*The data*.
────────────────────
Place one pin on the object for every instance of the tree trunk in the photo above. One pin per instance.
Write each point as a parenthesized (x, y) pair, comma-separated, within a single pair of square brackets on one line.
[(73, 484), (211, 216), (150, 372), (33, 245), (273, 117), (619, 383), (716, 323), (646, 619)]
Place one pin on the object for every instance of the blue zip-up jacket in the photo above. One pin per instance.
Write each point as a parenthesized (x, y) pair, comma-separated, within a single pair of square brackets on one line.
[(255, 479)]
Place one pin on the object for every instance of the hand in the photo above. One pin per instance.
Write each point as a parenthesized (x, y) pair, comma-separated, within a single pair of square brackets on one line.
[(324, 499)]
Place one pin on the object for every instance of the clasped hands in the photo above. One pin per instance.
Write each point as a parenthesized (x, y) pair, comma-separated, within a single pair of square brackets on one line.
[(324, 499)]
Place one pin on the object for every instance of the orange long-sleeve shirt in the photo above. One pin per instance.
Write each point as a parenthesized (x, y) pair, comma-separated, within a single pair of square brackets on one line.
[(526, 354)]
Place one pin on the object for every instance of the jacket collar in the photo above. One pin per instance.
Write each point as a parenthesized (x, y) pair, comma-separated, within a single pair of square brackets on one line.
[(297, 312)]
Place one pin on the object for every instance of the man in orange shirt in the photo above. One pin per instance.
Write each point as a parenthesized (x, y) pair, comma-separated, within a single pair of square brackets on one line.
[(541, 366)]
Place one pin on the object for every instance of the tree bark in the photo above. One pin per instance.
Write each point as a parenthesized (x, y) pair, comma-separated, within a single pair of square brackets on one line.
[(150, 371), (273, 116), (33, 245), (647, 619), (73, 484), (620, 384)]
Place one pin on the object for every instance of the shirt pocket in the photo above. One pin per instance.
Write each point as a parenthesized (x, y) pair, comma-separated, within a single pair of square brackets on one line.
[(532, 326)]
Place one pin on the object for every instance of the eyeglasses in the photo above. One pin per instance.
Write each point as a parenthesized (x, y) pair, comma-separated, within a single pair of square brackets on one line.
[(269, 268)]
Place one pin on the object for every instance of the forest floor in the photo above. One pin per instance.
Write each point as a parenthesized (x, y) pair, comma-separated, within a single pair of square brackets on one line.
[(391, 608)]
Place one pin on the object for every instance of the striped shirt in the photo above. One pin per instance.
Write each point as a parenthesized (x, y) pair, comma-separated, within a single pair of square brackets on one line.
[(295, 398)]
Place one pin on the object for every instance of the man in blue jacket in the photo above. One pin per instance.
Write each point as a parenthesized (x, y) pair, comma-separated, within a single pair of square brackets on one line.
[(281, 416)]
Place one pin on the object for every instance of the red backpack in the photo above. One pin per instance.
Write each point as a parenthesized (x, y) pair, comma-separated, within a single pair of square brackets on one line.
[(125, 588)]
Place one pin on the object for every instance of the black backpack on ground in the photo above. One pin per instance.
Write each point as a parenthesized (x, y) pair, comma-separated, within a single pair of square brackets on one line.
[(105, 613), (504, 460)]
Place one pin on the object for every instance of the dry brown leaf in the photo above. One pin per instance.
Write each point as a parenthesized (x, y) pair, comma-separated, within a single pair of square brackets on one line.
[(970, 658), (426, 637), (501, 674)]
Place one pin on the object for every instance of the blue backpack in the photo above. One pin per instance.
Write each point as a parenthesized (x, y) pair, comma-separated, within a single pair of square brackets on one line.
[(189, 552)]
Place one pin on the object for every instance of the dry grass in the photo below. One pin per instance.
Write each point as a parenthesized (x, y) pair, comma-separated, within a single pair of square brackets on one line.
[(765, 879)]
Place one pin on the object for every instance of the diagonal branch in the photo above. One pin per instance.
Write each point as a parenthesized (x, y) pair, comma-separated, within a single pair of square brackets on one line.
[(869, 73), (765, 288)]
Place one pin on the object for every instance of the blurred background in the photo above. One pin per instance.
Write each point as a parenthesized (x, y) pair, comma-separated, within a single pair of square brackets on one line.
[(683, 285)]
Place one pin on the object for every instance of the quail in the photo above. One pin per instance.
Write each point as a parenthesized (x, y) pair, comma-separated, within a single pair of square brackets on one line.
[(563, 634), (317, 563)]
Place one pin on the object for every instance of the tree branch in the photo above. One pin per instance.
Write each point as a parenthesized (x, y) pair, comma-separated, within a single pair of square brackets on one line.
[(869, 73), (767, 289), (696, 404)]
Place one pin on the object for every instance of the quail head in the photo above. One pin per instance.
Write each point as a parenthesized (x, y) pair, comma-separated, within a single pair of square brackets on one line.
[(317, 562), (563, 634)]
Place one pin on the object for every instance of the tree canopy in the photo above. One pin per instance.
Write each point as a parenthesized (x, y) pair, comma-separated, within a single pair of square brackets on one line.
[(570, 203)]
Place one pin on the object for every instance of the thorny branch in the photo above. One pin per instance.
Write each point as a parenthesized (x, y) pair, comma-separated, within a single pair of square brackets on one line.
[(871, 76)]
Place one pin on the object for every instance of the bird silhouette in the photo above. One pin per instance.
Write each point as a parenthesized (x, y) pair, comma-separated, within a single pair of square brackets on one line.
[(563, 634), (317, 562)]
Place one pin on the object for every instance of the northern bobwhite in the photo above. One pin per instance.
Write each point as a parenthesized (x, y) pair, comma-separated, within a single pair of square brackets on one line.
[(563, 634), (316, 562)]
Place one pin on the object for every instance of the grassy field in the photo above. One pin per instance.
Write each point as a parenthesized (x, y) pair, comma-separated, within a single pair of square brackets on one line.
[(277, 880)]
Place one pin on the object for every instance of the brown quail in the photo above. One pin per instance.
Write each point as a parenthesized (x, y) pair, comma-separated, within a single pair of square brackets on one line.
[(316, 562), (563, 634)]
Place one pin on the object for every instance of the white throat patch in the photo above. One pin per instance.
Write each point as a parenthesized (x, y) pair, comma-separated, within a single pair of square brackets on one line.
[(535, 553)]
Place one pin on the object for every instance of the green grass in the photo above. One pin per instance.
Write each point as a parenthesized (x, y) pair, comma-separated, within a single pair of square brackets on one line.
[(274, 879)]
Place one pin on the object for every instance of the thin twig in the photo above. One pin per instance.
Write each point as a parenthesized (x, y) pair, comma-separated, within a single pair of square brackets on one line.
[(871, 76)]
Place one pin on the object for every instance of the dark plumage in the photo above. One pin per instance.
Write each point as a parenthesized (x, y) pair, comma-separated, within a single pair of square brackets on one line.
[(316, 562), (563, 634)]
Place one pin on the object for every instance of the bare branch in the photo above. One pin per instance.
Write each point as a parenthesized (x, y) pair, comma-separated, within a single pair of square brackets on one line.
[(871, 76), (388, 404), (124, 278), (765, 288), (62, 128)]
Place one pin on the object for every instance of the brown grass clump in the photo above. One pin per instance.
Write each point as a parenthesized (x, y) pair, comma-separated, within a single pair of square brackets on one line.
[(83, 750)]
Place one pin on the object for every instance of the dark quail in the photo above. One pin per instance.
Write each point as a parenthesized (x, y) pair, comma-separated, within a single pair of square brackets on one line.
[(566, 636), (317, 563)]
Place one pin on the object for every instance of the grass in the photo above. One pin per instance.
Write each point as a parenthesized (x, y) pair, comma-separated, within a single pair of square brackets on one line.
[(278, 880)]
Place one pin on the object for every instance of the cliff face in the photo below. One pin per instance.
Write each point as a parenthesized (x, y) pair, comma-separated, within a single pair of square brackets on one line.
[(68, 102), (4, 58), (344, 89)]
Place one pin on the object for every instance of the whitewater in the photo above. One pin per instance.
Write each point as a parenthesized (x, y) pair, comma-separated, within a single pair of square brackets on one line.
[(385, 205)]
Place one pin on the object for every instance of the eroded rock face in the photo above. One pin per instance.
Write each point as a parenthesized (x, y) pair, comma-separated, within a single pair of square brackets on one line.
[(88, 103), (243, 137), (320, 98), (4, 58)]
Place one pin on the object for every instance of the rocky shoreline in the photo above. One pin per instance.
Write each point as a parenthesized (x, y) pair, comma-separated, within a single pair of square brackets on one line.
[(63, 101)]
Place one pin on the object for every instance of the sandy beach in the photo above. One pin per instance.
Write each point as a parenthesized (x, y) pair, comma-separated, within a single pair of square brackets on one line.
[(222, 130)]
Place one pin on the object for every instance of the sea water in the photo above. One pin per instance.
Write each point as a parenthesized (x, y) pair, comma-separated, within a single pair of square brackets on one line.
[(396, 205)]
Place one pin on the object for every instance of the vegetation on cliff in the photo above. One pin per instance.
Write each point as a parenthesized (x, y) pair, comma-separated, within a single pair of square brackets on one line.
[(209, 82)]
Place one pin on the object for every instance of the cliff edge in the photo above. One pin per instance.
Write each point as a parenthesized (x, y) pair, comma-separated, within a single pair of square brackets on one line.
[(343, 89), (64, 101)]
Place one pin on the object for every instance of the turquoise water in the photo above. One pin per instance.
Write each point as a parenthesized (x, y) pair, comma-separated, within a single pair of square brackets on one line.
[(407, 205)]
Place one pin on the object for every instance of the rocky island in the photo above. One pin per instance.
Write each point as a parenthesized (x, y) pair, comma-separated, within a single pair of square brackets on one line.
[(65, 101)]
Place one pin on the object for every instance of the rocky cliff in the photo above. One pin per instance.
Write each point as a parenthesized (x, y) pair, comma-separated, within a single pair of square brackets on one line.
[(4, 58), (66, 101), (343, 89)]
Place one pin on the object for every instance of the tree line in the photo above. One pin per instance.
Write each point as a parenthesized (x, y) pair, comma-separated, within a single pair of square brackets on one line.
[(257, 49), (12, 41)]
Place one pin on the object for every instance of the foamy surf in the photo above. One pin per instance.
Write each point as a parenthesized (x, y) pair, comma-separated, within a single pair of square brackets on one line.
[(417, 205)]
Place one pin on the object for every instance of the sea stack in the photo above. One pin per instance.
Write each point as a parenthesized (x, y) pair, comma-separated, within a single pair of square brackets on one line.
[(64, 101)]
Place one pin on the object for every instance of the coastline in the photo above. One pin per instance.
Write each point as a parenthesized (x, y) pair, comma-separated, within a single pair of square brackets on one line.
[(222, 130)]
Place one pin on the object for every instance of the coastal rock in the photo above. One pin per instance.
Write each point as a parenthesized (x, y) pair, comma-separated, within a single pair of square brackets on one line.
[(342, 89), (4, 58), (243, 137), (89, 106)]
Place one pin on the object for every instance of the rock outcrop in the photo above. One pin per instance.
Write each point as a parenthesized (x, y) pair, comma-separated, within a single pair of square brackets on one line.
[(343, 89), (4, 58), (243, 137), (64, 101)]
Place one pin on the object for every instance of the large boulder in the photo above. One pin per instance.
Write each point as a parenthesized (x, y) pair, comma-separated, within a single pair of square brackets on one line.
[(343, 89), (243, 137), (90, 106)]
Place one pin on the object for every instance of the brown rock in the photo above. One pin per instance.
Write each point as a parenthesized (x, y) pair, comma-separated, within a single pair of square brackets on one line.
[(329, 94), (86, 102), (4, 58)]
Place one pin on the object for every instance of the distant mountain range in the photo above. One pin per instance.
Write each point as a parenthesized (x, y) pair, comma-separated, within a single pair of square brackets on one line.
────────────────────
*The task*.
The answer must be a verbatim transcription of the entries above, from the first line through the line that contains "the blue zip-up", and nothing more.

*Exercise solution*.
Place one pin on the object for every instance of the tree trunk in the photo above. One pin per instance.
Write each point as a parenthesized (x, y) pair, comma-separated, within a single pair of square brackets on one line.
[(73, 484), (211, 216), (150, 372), (33, 245), (273, 117), (619, 383), (716, 323), (646, 619)]
Place one pin on the object for every instance of the blue zip-up jacket in the photo above. One pin per instance.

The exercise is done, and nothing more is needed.